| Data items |
----------
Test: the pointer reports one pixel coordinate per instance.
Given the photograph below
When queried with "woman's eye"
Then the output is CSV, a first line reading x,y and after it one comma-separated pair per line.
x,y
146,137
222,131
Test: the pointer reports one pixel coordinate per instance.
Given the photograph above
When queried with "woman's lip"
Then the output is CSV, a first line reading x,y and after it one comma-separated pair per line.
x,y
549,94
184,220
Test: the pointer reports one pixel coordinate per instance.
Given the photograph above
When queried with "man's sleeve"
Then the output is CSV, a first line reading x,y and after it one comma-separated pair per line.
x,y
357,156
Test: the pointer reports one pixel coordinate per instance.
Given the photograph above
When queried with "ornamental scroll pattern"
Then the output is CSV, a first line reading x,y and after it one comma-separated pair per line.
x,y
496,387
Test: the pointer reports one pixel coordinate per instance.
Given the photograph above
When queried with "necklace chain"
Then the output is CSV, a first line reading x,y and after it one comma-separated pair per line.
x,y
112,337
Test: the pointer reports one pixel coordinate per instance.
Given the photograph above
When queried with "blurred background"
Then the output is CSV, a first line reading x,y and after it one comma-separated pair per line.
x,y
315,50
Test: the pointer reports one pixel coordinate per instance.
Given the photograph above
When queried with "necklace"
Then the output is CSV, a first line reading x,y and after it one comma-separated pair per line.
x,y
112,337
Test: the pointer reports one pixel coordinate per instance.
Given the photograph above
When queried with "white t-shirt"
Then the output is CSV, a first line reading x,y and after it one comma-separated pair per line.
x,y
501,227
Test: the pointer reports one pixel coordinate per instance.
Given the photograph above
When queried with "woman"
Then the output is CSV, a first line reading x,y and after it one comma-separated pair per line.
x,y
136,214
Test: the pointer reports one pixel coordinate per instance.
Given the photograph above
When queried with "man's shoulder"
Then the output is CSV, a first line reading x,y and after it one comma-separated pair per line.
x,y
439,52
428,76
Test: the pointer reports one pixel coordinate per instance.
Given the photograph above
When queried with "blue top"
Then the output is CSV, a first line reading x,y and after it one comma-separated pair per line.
----------
| WORK REQUIRED |
In full and verbatim, repeat the records given above.

| SOLUTION BELOW |
Test: the pointer reports one pixel coordinate per instance.
Given the photograph below
When queried with "woman's eye"
Then the output is CSV, a first line reading x,y and after it one comma-separated pair per line.
x,y
146,137
222,131
Test: the pointer reports one pixel coordinate per instance.
Given the photograph above
When queried with "woman's lip"
Then the output is CSV, a first line reading x,y and after it one comma-separated pair per line.
x,y
549,94
184,220
Test: the pointer reports one pixel coordinate per instance.
Given the photograph above
When queried with "man's sleeve"
Then the output is CSV, a first line reading x,y and after it one comma-separated pair per line.
x,y
357,156
Test: the pointer reports one pixel coordinate per instance.
Given the photograph above
When queried with "ornamental scroll pattern"
Then the output is CSV, a first line reading x,y and after it one comma-separated pair per line.
x,y
496,387
Test: the pointer reports one pixel coordinate per instance.
Given the photograph above
When queried with "necklace chain"
Then the output is CSV, a first line reading x,y and after it one comma-separated pair per line.
x,y
112,337
Test: the pointer reports one pixel coordinate per instance.
Given the photograph above
When queried with "blurred background"
Then the output is CSV, a first line reading x,y and after it one comma-separated pair per line.
x,y
315,50
Test: the pointer reports one pixel coordinate per instance.
Given the photograph above
When queried with "necklace"
Then the output is CSV, a first line reading x,y and after it one comma-separated pair per line.
x,y
112,337
Test: the pointer reports one pixel coordinate per instance.
Given the photograph above
When queried with "white t-shirt"
Then the output is CSV, a first line reading x,y and after it one comma-separated pair per line.
x,y
501,227
Test: the pointer reports one pixel coordinate per instance.
Given the photograph above
When queried with "woman"
Then the output is CSV, a first line reading x,y and after it one comma-separated pair per line.
x,y
136,214
Test: the pointer reports one pixel coordinate per instance.
Given the photograph above
When queried with "man's shoulder"
Then the output is CSV, a first line reading x,y and after it one comma-separated pair per line.
x,y
439,52
428,76
Test: the pointer reports one pixel coordinate per instance.
Given the photograph above
When queried with "blue top"
Then the output is CSV, a first line reading x,y and after it one comma-separated pair per line.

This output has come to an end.